Nashville remained a gig-stop for Suzette and company, who still called L.A. home until 1995 when “we got offers to play at the Exit/In.” That’s a long haul from Hollywood, but they couldn’t resist playing here. “I don’t know why we did it. It was sort of ‘Let’s just drive to Nashville and do it. And we did.”
At least one label executive was in the Exit/In crowd, she says, noting that “Polygram’s Randy Best said, ‘I really like your music and I can get you a production deal.’
“I thought we were going to be stars. I was really excited,” Suzette recounts.
“We moved to Nashville and did a record demo for Polygram.” The Neon Angels, were counting on a CD from Polygram that would catapult them to stardom.
“We had good sessions,” she recalls, a slight whiff of the sourness of broken dreams flavoring her recollections. “Unfortunately, Polygram folded up its operation.”
And The Neon Angels were, for the moment at least, squashed.
That failure to launch was one of the factors in the dissolution of Chris and Suzette’s marriage, she adds.
They went back to Los Angeles, which was where Chris wanted to live, while Suzette pined for a chance to prove herself in Nashville.
“I really love this town for the music’s sake,” Suzette says when asked why she uprooted her life to move here.
“That’s the one thing I love most about Nashville: You can go to so many venues who want you to play rockabilly and honky-tonk.”
Chris stayed in L.A. when Suzette “got in a very old car and drove by myself all the way across the desert. It was a Ford Crown Vic.
“I was scared driving by myself. Afraid it might break down. And I was just scared because I was alone.”
Suzette Lawrence’s CD cover
-- Cover Photograph By Deone JahnkeSuzette knew there was a place for her to stay if she got the old car here: Friend and glitter-fashion designer Manuel Cuevas – also an ex-pat from Hollywood, where he made the mask for Clayton Moore’s “Lone Ranger,” as well as clothes for the likes of John Wayne, Salvador Dali, Roy Rogers, Johnny Cash and the Grateful Dead – “had told me before I came that ‘as soon as you get here, you can camp out at my house.‘
“He was so sweet. He gave me one of the bedrooms, and I stayed a long time.”
And she continued gigging as much as possible, either as a solo Neon Angel or – if she cobbled a band together from the thick ranks of the sidemen who fill Nashville studios – as Suzette and The Neon Angels.
Nowadays, if she needs a couple of Angels, she’ll call on Kenny and Ruth Gunderson Griffin – her old band mates – for drumming and electric bass.
“And I have a lot of guitarist friends who I can call on.”
Should be noted that Kenny and Ruth – who married after the original Neon Angels collaborations – also deserted Hollywood’s cement ponds and Klieg lights fantasy world to move to Nashville.
“It is so neat,” Suzette says. “We met in L.A. I moved to Nashville and a couple years later, they moved to Nashville. Kenny and Ruth are some of the sweetest people I’ve ever known.”
Before I let her get too far from recounting her fear and loathing exodus across the desert to find musical salvation right here in Music City, I ask her about the old Crown Vic she had driven back then.
She can’t remember much about it. “You wouldn’t believe how many junk cars I’ve had since I moved to Nashville. I gotta get a van.”

SOURCE MATERIAL.
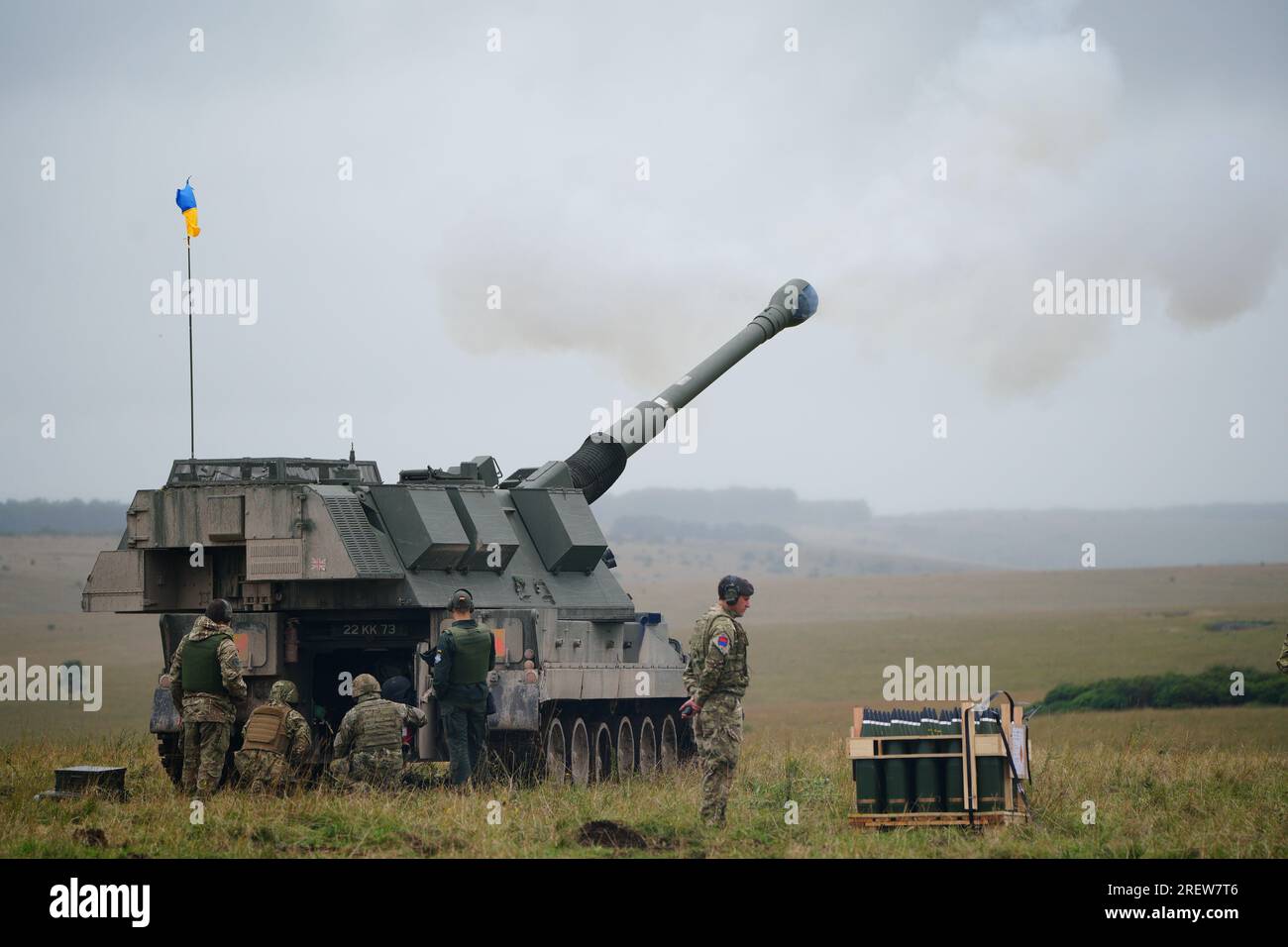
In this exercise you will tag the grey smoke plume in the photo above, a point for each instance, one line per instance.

WRITTEN TASKS.
A - Reproduce the part of the Suzette Lawrence profile between "At least one" and "at least, squashed.", inclusive.
B - Carry on the Suzette Lawrence profile from the point where it stops.
You won't need the lines to do this.

EXPECTED ANSWERS.
A -
At least one label executive was in the Exit/In crowd, she says, noting that “Polygram’s Randy Best said, ‘I really like your music and I can get you a production deal.’
“I thought we were going to be stars. I was really excited,” Suzette recounts.
“We moved to Nashville and did a record demo for Polygram.” The Neon Angels, were counting on a CD from Polygram that would catapult them to stardom.
“We had good sessions,” she recalls, a slight whiff of the sourness of broken dreams flavoring her recollections. “Unfortunately, Polygram folded up its operation.”
And The Neon Angels were, for the moment at least, squashed.

B -
Suzette’s life in music began as a child raised in San Antonio.
“My family had a bluegrass band, The Backwoods Volunteers. I played upright bass. My dad played mandolin and my mom rhythm guitar,” she says, noting she began performing with the family outfit when she was “very young.”
“And besides us, we usually had a five-string banjo picker and a Dobro player,” she notes.
The Backwoods Volunteers bluegrass band stayed together for about 10 years – basically until her parents divorced – and “We’d travel to bluegrass festivals around the country. Even the Bill Monroe Bean Blossom Festival in Indiana,” where the Father of Bluegrass Music and creator of that high, lonesome sound had initiated the country’s oldest annual festival.
“I never played with him (Monroe), but I sure listened to him play a lot,” she says.
Suzette relished the years she spent with the family band, but notes her musical roots were planted much earlier in her life.
“When I was 6 years old, I begged my mom to teach me how to play a guitar. I’m always trying to tell the story about this big, apricot tree that every spring would blossom.
“I can remember sitting beneath that tree and my mom showing me how to do the G chord.”
Her mother also helped the family’s repertoire flourish as she wrote down the lyrics from their collection of 45 and 78 rpm recordings.
“My mom had a huge notebook where she had written these songs. She and I would sit together in the living room or on the patio,’’ mother teaching daughter such songs as “Your Good Girl’s Gonna Go Bad” and “Blue Kentucky Girls.”
“I started singing harmony with my mom,” she recollects.
As noted, the divorce of her folks killed the band, freeing Suzette to take her music to L.A., the paradise city.
Should note that Suzette, a foreign languages major at Trinity University – “I speak French, German and Spanish” – has used that knowledge while capturing audiences during summer tours in Europe.
“It’s kind of fun for me to be playing rockabilly music and explaining it to the French people in their language.”
While the Neon Angel loves touring and entertaining, she always is glad to get back to her East Nashville apartment.
“I still love Nashville,” she continues, adding some reservations: “The traffic is getting terrible and there are all those high rises and all the good, old buildings are getting torn down.” Damn right.
Still she loves it.
“When I first moved to Nashville, East Nashville was kind of rough,” she says, of the section of town that has become one of the city’s most desirable neighborhoods, a place where young people aiming for success in the music business settle.
“It’s kinda funky and kind of cosmopolitan at the same time. There are a lot of young people in this area, lot of coffee shops. Around Five Points is such a hip area.”
She declares it a “youthful and lovely environment,” with not a trace of irony, since she defies the calendar and feels a part of that hip, youthful culture.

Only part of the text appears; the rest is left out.